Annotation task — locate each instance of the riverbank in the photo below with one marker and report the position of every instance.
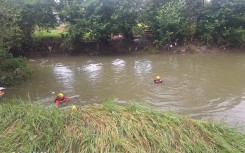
(27, 127)
(55, 47)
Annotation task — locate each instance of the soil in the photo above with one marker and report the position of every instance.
(53, 47)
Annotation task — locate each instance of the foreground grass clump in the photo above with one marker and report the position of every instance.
(26, 127)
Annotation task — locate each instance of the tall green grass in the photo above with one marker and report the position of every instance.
(26, 127)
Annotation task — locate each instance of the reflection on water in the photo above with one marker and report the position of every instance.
(64, 76)
(208, 86)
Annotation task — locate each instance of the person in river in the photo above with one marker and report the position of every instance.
(1, 91)
(157, 79)
(60, 99)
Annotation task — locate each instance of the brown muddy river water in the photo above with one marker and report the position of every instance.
(203, 86)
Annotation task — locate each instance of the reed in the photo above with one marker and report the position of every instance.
(27, 127)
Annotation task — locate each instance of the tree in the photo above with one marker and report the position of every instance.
(10, 33)
(223, 23)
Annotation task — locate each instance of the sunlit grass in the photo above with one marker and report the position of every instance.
(26, 127)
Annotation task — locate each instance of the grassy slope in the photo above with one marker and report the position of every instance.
(26, 127)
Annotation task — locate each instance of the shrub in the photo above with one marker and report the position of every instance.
(13, 70)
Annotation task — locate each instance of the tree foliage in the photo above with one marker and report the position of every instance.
(13, 70)
(219, 22)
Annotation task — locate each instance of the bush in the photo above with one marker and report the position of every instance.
(13, 70)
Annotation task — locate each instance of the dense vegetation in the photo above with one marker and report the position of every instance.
(26, 127)
(13, 70)
(218, 22)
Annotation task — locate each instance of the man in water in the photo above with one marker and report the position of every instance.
(1, 91)
(60, 99)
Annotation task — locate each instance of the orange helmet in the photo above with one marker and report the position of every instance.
(158, 77)
(60, 95)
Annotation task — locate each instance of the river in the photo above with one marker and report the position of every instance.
(202, 86)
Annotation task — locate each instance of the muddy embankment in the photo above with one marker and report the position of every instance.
(55, 47)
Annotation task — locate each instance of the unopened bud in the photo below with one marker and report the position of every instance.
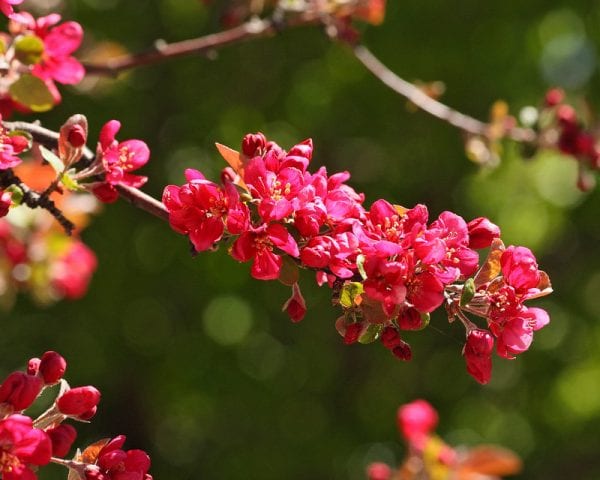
(390, 338)
(379, 471)
(553, 97)
(52, 367)
(482, 232)
(62, 437)
(253, 143)
(352, 333)
(78, 401)
(410, 319)
(20, 390)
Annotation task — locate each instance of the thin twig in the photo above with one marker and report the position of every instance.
(144, 201)
(430, 105)
(254, 28)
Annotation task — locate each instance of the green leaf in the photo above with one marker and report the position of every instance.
(55, 162)
(371, 333)
(70, 183)
(29, 49)
(468, 292)
(32, 92)
(360, 264)
(349, 293)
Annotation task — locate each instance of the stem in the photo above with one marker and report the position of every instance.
(430, 105)
(254, 28)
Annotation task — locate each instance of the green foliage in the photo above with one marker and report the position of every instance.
(290, 401)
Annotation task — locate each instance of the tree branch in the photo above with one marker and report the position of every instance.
(254, 28)
(34, 200)
(430, 105)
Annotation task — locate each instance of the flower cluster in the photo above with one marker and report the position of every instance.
(388, 266)
(430, 457)
(27, 444)
(35, 54)
(562, 123)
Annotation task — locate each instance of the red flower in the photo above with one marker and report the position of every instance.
(6, 6)
(20, 390)
(52, 367)
(57, 62)
(62, 438)
(22, 445)
(258, 246)
(78, 401)
(478, 355)
(113, 463)
(416, 421)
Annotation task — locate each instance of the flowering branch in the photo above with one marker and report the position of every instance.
(34, 200)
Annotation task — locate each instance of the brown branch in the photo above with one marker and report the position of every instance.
(430, 105)
(49, 139)
(254, 28)
(34, 200)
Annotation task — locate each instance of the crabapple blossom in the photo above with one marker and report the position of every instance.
(388, 267)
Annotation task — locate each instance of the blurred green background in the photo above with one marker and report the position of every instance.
(196, 362)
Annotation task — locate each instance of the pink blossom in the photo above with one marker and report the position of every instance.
(258, 246)
(21, 446)
(6, 6)
(482, 232)
(295, 306)
(416, 421)
(78, 401)
(71, 273)
(379, 471)
(62, 437)
(10, 147)
(19, 390)
(52, 367)
(478, 354)
(113, 463)
(519, 268)
(60, 42)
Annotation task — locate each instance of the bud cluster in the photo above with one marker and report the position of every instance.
(26, 444)
(430, 457)
(388, 266)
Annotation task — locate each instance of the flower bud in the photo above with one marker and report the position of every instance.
(253, 143)
(554, 96)
(72, 138)
(482, 232)
(52, 367)
(379, 471)
(78, 401)
(478, 354)
(295, 306)
(5, 202)
(33, 366)
(352, 333)
(416, 420)
(410, 319)
(62, 437)
(390, 338)
(20, 390)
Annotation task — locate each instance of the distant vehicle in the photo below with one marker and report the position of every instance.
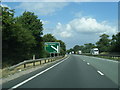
(94, 51)
(72, 52)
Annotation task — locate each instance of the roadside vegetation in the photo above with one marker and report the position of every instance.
(108, 48)
(22, 37)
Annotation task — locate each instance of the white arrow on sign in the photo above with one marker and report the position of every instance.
(55, 48)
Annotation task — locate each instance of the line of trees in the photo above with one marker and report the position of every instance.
(104, 44)
(22, 37)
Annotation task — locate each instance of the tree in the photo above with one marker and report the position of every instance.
(16, 40)
(104, 43)
(76, 48)
(31, 23)
(49, 38)
(87, 47)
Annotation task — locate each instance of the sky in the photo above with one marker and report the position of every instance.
(75, 23)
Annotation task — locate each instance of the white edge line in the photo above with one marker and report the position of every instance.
(88, 63)
(36, 75)
(100, 72)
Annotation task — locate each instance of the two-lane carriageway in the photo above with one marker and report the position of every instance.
(72, 72)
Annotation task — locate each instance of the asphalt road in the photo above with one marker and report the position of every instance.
(72, 72)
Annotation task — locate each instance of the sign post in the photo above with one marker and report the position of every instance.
(52, 47)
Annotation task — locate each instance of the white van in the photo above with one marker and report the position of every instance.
(94, 51)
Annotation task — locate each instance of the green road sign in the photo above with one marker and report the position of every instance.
(52, 47)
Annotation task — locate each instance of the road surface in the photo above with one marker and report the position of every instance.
(72, 72)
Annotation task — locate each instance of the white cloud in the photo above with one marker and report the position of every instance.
(84, 26)
(46, 8)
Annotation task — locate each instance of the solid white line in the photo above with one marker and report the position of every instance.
(16, 86)
(88, 63)
(100, 72)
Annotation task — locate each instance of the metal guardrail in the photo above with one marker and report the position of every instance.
(33, 61)
(112, 56)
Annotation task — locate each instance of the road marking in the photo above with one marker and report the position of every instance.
(100, 72)
(88, 63)
(25, 81)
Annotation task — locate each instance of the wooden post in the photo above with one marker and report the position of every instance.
(40, 62)
(33, 63)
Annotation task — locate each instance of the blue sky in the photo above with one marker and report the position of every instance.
(76, 23)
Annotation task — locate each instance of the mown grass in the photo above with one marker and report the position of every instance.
(106, 57)
(6, 72)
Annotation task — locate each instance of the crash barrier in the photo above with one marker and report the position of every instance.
(41, 61)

■ ■ ■ ■ ■

**Exercise description**
The line containing "Annotation task — locate each instance of the metal" opens the range, and the last line of the entries closes it; copy that range exactly.

**Task solution**
Annotation task — locate each instance of the metal guardrail in the photo above with one marker and report the position of every instance.
(33, 61)
(112, 56)
Annotation task — locate each instance of the road marking in the photo above with one marker and report the position of every instance.
(100, 72)
(88, 63)
(25, 81)
Annotation task — locate each instance of the wooden post in the photo above with one marker and report the position of every instance.
(40, 62)
(33, 63)
Annotation task — locate each instance of the blue sky in the photo above with one marker and report the position of every instance.
(76, 23)
Annotation task — locate each instance of the mown grass in the photo above with one marker and report the position of every instance.
(106, 57)
(6, 72)
Annotation task — locate each instance of the crash barrier in the photo above with one marker and report the position of every instance.
(41, 61)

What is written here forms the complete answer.